# Exercise brief:
Please print everything in the passage below about Mary Ellen Warta's return to swimming from "Jonas Warta, 4, is" down to "had its humor.", word for word.

# Passage:

Jonas Warta, 4, is part of the motivation for his mother, Norcross grad and former American record holder Mary Ellen Warta, in her return to swimming at this weekend's Swim Across America event. Jonas lost his right eye and endured six months of chemotherapy over the past year after being diagnosed with retinoblastoma.
The situation had its humor.
Mary Ellen Warta, a former American record holder in the breaststroke and now a mother of three, recently returned to the swimming pool for serious training. For someone who once swam in some of the world's biggest meets, the Forsyth County YMCA seemed an odd fit.
"I looked over to one side and there were 3-year-olds taking swim lessons," said Warta, a 1991 Norcross grad whose major swimming accomplishments came under her maiden name of Blanchard. "There were 60-year-olds and up doing water aerobics on the other side. And there was me in the middle."

# The data:
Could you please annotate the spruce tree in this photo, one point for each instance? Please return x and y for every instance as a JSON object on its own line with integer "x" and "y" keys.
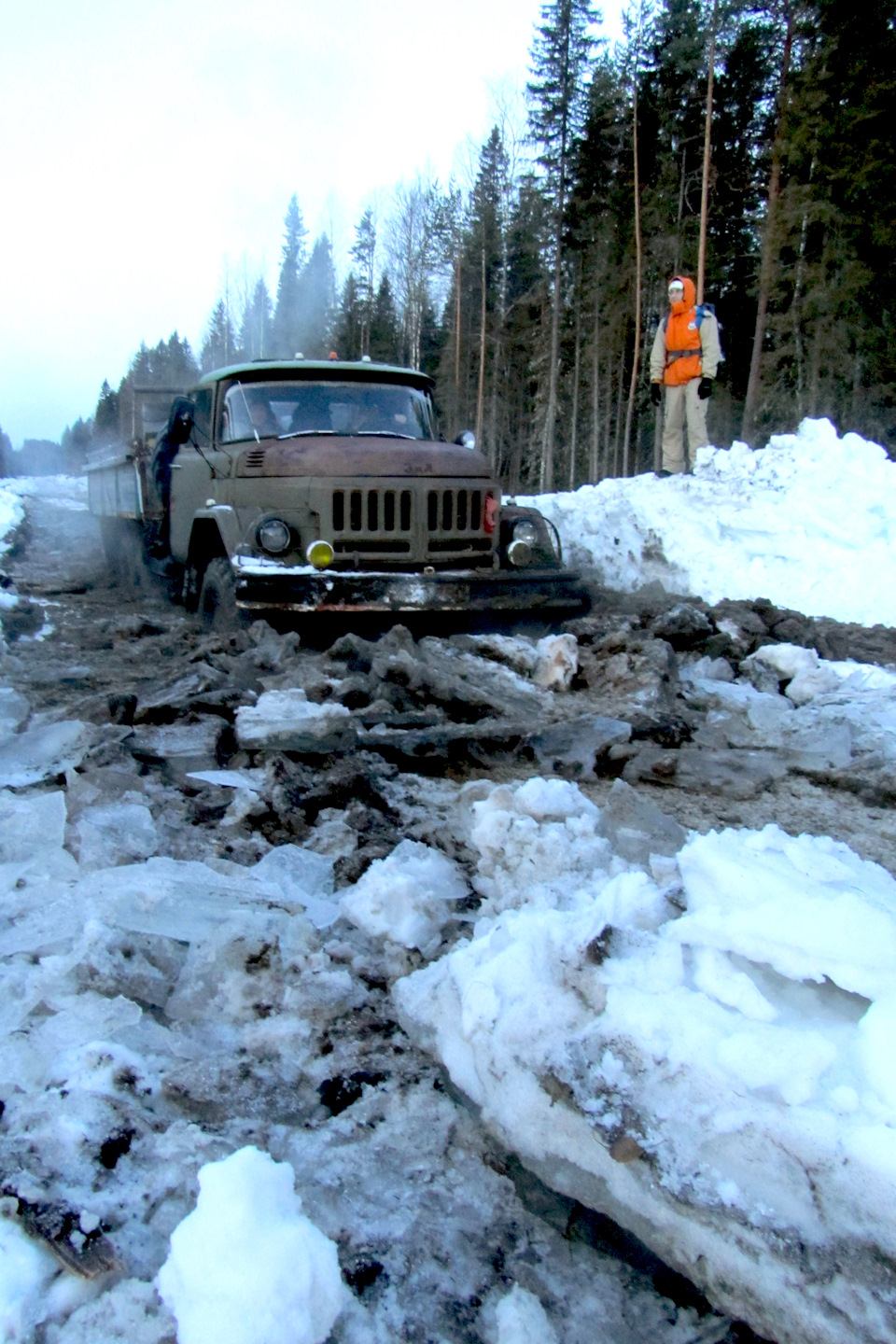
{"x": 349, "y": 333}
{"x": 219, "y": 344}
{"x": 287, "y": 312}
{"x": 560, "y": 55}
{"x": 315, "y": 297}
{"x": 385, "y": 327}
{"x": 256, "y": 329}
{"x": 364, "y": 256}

---

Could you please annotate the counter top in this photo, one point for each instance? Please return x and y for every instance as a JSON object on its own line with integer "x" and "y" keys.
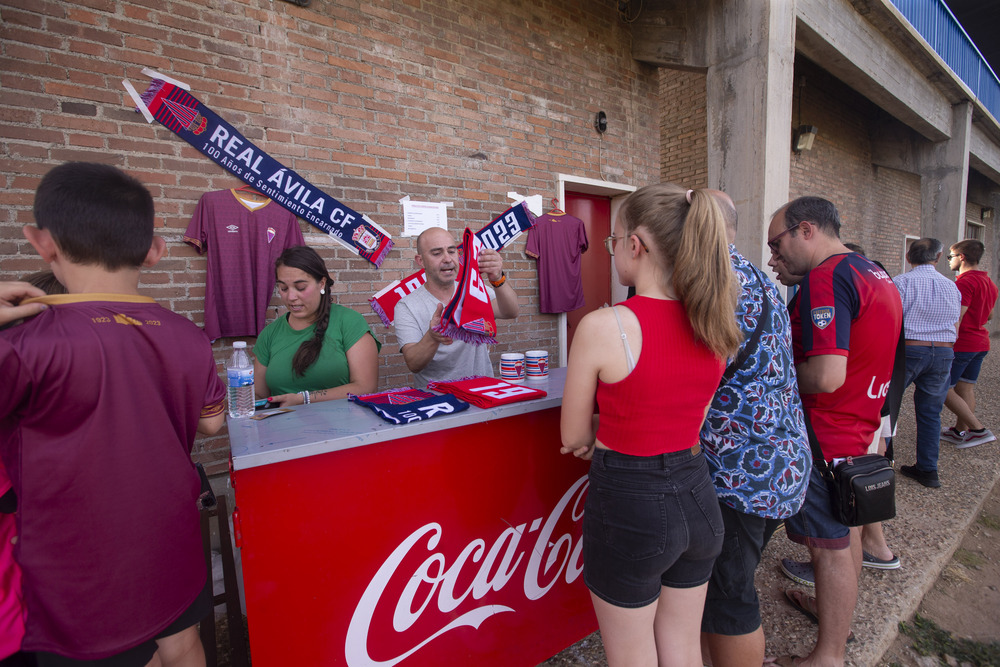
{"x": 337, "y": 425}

# Exercise solution:
Jonas Warta, 4, is part of the motivation for his mother, Norcross grad and former American record holder Mary Ellen Warta, in her return to swimming at this weekend's Swim Across America event. Jonas lost his right eye and endured six months of chemotherapy over the past year after being diagnosed with retinoblastoma.
The situation had its humor.